■ Selected extract
● ● ● ●

Take notice of the hotel, the boarding houses where single men live well and cheaply, of the public school, the hospital, the doctors, the nurses, the dispensary. And these last are busy functionaries.
VERY LITTLE SICKNESS, VERY MANY BABIES
There is very little sickness in Roebling. The sanitation is studiously good, but when you are sick there they look after you, which is also “good business,” and babies are a favorite form of diversion. This is impressively true. You sense it wherever you go. There are children everywhere—good looking wholesome “kids.” And something makes them glad to live here, too.
BEING A BOY SCOUT AT ROEBLING
To be a boy scout in Roebling is about as good fun as a boy could have. For a long time the company gave the boys too much. Then it woke up to the fact that half the sport of being a boy scout was to do things. So the Scouts were told if they wanted to keep the perfectly corking club house on the river bank, with its big meeting room, its open mouthed fireplace, its mounted deer heads, and banners, and books and guns and spears and swords and all the other junk the boy soul loves, they’d have to work for it. Goodness knows they do. The grounds around that shack in spring are turned up like a golf links. What they have done in the way of white birch rustic railings along the winding walks that lead to the grounds would make a Chippewa Indian sick with envy. This year they are to help build a long float from the club house to the water, to launch their canoes on.
To the medical equipment is added a hospital for contagious diseases, standing away out in the fields. And in the outskirts also is land set apart for gardens, where the millworkers have allotted plots of ground for the raising of their own vegetables. The manure from the stables, where sixty horses are kept, helps to make gardening worth while. Even to be a mule in Roebling is comfortable. There are old mules there—you see them just wandering around the paddocks, eating and growing older—that will never see thirty-five or forty again. Nobody ever will send them down the long trail. They have worked hard for the Roebling Company. It will feed them till they simply lie down and die of their own accord.
Feeding—whether mules or people—is habitual. When John A. Roebling first made rope, he had three or four men working with him. They had a table in the shop. As the business has grown, this custom has continued. Today the entire office force at the headquarters in Trenton—some 230 persons of all ranks—gets a dinner every day that for sheer quality cannot be equalled in any of the city hotels. It may be a fad to feed that whole crowd fresh yellow cream brought in every morning from the Roebling farms, but—it’s good business.
THE PARK
The high land on the bluff overlooking the river at Roebling is a park, with trees and benches, and a place where the band can play while the folks sit taking the air on a hot summer night. In a neat enclosure of Roebling wire, convenient to all parts of the town, are tennis courts, for general use. There is a sanitary barber shop, where five shining chairs are always full. Roebling has the best barbered lot of foreign-born workmen in America.

● ● ● ●

■ Task directions
Answer the following questions using the passage on Roebling.
1. How many horses are kept in the stables?
2. About how many persons make up the office force at the headquarters in Trenton?
3. How many chairs does the barber shop have?

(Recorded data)

● ● ● ●

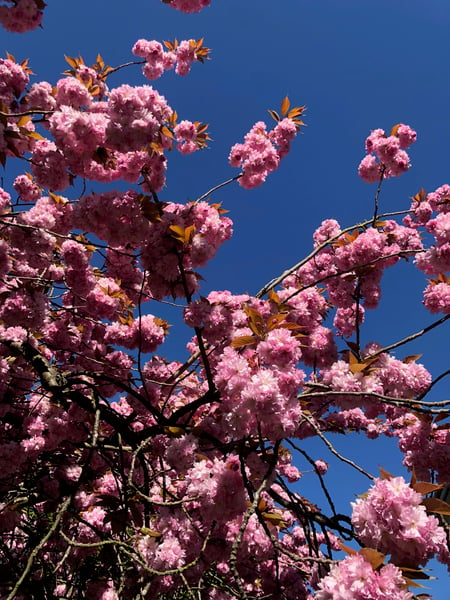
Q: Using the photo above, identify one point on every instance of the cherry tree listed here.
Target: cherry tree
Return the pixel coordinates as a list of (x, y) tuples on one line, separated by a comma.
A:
[(126, 475)]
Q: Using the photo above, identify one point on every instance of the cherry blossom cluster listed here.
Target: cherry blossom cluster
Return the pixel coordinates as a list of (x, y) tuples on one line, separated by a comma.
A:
[(386, 156), (188, 6), (95, 133), (392, 519), (262, 150), (180, 55), (19, 16), (355, 579)]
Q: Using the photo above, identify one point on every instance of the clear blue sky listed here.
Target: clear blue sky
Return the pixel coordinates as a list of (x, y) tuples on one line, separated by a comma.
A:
[(357, 65)]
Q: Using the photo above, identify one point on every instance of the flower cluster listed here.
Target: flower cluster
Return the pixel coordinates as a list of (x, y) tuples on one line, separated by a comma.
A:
[(354, 579), (386, 156), (19, 16), (392, 519), (188, 6), (262, 150), (180, 55)]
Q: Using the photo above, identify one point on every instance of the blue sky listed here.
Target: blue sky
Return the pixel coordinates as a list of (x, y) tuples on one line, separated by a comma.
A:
[(357, 65)]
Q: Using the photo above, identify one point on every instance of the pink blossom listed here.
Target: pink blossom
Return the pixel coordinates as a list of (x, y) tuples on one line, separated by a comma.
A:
[(23, 15), (392, 519), (354, 579)]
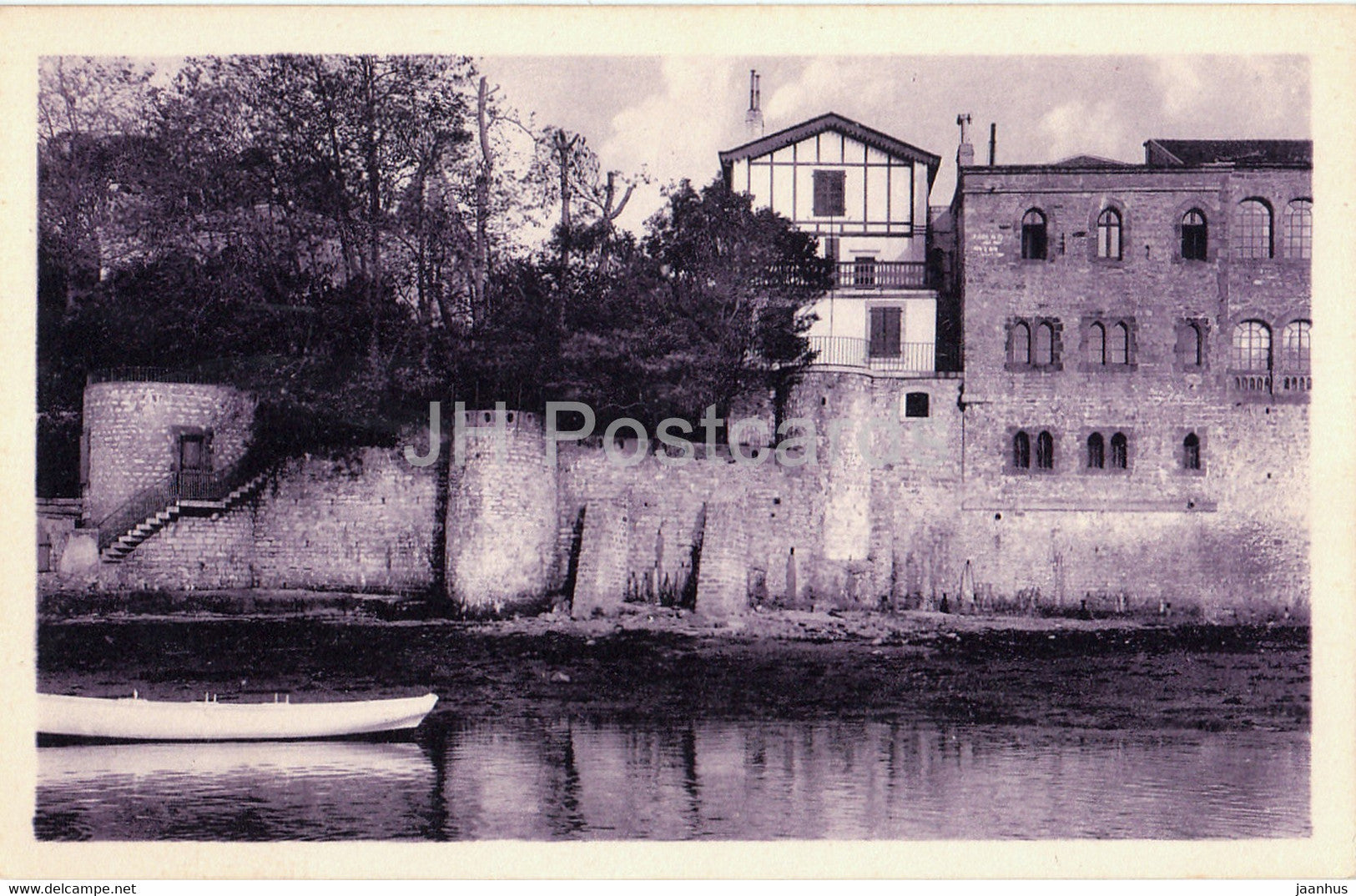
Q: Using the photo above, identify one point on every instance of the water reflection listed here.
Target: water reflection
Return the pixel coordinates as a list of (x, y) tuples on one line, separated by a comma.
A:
[(723, 780)]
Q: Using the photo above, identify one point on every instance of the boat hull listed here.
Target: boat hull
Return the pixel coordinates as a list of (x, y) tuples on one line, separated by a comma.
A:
[(132, 718)]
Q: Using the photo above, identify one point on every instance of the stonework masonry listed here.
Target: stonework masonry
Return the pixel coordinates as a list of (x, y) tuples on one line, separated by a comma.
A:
[(1169, 468), (130, 434)]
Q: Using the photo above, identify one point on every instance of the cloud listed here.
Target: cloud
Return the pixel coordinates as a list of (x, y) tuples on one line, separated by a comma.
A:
[(670, 133), (1180, 82), (1078, 128)]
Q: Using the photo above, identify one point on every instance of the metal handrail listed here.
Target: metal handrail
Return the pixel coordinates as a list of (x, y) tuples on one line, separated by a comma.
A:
[(859, 274), (180, 486), (848, 351), (149, 375), (870, 274)]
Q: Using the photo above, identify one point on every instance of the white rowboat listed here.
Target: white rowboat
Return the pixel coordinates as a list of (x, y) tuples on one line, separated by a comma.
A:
[(136, 718)]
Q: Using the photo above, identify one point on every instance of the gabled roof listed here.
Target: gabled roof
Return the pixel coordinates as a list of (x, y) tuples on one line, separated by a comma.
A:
[(1243, 154), (834, 123), (1091, 162)]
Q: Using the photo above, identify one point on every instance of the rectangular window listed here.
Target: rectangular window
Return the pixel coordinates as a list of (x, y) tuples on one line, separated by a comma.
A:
[(830, 194), (84, 458), (864, 271), (191, 456), (885, 325)]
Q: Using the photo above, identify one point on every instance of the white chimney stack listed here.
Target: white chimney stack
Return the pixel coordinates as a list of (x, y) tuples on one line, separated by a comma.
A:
[(753, 118)]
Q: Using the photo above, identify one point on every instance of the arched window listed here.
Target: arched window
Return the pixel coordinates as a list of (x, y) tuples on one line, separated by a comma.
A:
[(1034, 234), (1195, 346), (1191, 451), (1045, 353), (1021, 451), (1097, 345), (1299, 228), (1294, 345), (1045, 451), (1117, 345), (1252, 346), (1252, 229), (1096, 451), (1195, 236), (1108, 234), (1119, 451), (1020, 345)]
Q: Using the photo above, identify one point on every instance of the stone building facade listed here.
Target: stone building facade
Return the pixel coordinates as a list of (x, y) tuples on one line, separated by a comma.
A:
[(1122, 426), (1137, 375)]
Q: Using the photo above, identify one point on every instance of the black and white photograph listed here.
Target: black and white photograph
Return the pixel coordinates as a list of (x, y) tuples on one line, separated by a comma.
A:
[(578, 444)]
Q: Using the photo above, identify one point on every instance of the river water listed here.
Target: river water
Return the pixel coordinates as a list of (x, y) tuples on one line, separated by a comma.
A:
[(529, 778)]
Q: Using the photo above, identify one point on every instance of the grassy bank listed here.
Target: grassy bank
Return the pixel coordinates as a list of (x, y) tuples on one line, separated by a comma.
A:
[(661, 663)]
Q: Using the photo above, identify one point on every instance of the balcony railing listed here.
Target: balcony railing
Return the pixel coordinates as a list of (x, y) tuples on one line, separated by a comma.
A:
[(151, 375), (1263, 383), (845, 351), (863, 274)]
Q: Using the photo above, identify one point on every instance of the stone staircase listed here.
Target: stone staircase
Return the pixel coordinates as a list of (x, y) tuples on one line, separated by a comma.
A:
[(121, 538)]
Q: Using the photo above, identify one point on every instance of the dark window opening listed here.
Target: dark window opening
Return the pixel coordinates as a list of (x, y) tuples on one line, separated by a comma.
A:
[(1117, 345), (193, 456), (1252, 346), (1191, 451), (915, 405), (1195, 236), (1097, 345), (1252, 229), (1108, 234), (1045, 451), (1020, 345), (1119, 451), (1295, 346), (1096, 451), (1034, 234), (885, 327), (1021, 451), (1045, 345), (830, 194), (1299, 229), (864, 271)]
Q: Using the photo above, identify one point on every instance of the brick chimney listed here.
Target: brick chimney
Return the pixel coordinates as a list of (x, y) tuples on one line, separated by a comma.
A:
[(965, 154)]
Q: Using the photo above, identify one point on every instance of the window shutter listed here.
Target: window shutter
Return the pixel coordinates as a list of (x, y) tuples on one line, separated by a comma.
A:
[(829, 194), (885, 332), (894, 318)]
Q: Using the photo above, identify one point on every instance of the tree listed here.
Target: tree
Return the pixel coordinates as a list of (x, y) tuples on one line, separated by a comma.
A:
[(572, 179), (711, 304), (91, 118)]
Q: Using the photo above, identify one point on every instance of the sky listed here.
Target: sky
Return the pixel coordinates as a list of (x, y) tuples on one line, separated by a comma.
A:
[(670, 115)]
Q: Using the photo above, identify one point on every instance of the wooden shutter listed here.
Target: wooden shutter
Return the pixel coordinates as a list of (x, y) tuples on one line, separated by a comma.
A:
[(829, 194), (885, 332)]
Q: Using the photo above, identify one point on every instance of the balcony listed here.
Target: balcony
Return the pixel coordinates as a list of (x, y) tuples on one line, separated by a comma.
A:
[(868, 274), (1293, 385), (915, 358)]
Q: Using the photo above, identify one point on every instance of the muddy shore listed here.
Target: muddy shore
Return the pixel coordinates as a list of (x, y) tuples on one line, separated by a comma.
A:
[(1112, 674)]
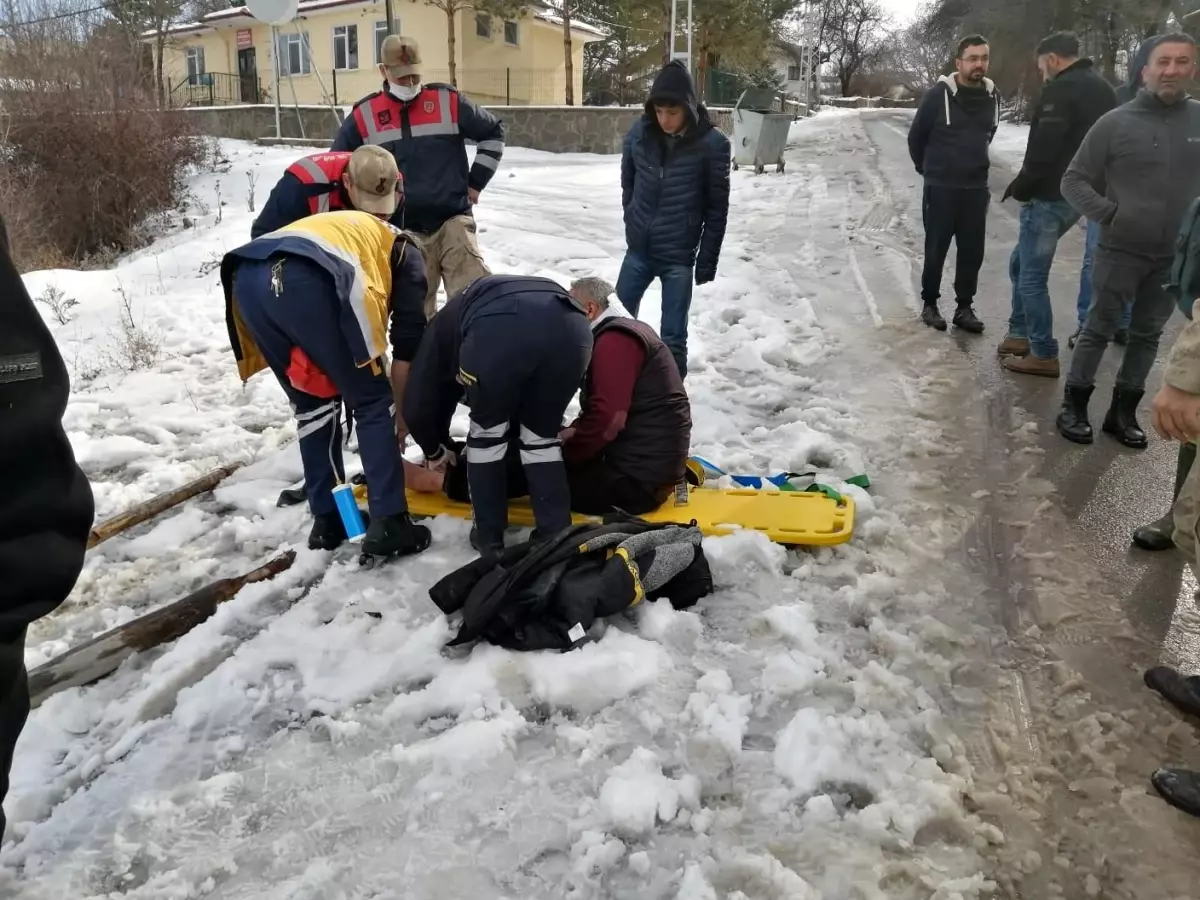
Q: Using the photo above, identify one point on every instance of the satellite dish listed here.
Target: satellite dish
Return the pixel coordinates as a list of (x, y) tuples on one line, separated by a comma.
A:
[(277, 12)]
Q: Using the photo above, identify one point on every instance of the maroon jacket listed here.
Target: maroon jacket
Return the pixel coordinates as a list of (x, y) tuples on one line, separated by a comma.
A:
[(635, 412)]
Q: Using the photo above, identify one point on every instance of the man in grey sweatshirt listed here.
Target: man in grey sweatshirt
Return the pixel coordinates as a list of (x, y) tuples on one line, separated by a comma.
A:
[(1145, 155)]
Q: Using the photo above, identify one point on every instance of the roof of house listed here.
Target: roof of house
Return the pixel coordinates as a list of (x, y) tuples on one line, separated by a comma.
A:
[(241, 13)]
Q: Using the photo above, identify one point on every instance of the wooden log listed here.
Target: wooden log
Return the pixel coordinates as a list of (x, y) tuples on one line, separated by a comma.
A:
[(102, 654), (157, 505)]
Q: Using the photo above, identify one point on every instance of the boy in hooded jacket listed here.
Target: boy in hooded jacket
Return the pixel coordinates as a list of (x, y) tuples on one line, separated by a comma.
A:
[(675, 189), (948, 144)]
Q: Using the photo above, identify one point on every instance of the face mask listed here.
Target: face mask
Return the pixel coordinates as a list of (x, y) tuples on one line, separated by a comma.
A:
[(403, 93)]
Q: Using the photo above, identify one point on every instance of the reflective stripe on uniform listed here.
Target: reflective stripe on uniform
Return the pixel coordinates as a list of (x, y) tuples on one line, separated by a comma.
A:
[(538, 449)]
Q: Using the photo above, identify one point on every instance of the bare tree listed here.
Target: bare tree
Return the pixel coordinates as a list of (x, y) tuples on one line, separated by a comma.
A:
[(497, 9), (855, 33)]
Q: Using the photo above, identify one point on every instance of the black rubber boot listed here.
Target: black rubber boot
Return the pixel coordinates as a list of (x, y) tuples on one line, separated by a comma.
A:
[(1181, 693), (1179, 787), (328, 532), (966, 319), (931, 317), (1122, 418), (1157, 535), (1072, 421), (395, 537)]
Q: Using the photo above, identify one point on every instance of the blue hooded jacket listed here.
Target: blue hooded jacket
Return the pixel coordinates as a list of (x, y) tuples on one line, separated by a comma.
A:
[(676, 189)]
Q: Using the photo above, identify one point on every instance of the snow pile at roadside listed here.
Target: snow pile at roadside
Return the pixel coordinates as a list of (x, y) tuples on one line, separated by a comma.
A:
[(315, 739)]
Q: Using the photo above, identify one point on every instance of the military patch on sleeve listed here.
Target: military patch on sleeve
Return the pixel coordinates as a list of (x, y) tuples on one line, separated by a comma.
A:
[(21, 367)]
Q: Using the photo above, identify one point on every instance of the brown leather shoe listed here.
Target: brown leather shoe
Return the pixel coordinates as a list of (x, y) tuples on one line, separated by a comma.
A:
[(1032, 365), (1014, 347)]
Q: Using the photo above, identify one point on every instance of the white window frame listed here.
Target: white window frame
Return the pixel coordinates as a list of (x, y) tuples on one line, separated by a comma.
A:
[(379, 33), (342, 35), (283, 49), (196, 72)]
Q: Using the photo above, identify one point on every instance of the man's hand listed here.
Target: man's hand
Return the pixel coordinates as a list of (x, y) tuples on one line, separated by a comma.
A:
[(1176, 414)]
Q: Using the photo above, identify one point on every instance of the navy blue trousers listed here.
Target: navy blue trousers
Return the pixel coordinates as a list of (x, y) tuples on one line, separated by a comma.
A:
[(522, 364), (306, 313)]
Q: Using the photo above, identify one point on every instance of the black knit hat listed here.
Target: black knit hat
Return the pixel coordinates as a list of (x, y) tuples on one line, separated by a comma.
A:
[(673, 87)]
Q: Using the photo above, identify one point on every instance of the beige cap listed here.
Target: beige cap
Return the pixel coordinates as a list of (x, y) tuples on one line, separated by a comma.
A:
[(401, 57), (375, 180)]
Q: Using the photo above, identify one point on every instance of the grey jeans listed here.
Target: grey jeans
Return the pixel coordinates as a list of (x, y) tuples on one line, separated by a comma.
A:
[(1116, 280)]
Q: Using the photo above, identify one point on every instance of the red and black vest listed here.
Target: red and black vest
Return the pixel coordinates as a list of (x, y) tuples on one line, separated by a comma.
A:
[(654, 444), (384, 119), (323, 171)]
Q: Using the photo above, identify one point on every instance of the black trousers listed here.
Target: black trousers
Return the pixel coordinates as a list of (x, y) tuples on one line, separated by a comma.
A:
[(521, 365), (958, 214), (13, 706)]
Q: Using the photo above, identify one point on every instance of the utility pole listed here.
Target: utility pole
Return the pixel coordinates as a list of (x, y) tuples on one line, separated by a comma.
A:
[(684, 55)]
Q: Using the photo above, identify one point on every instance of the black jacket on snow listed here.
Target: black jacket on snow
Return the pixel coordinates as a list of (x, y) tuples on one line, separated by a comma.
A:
[(546, 595), (1069, 105), (429, 138), (435, 384), (46, 509), (652, 448), (952, 131), (676, 189)]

● ● ● ●

■ Output of the task
1. Sixty.
2. Some 230.
3. Five.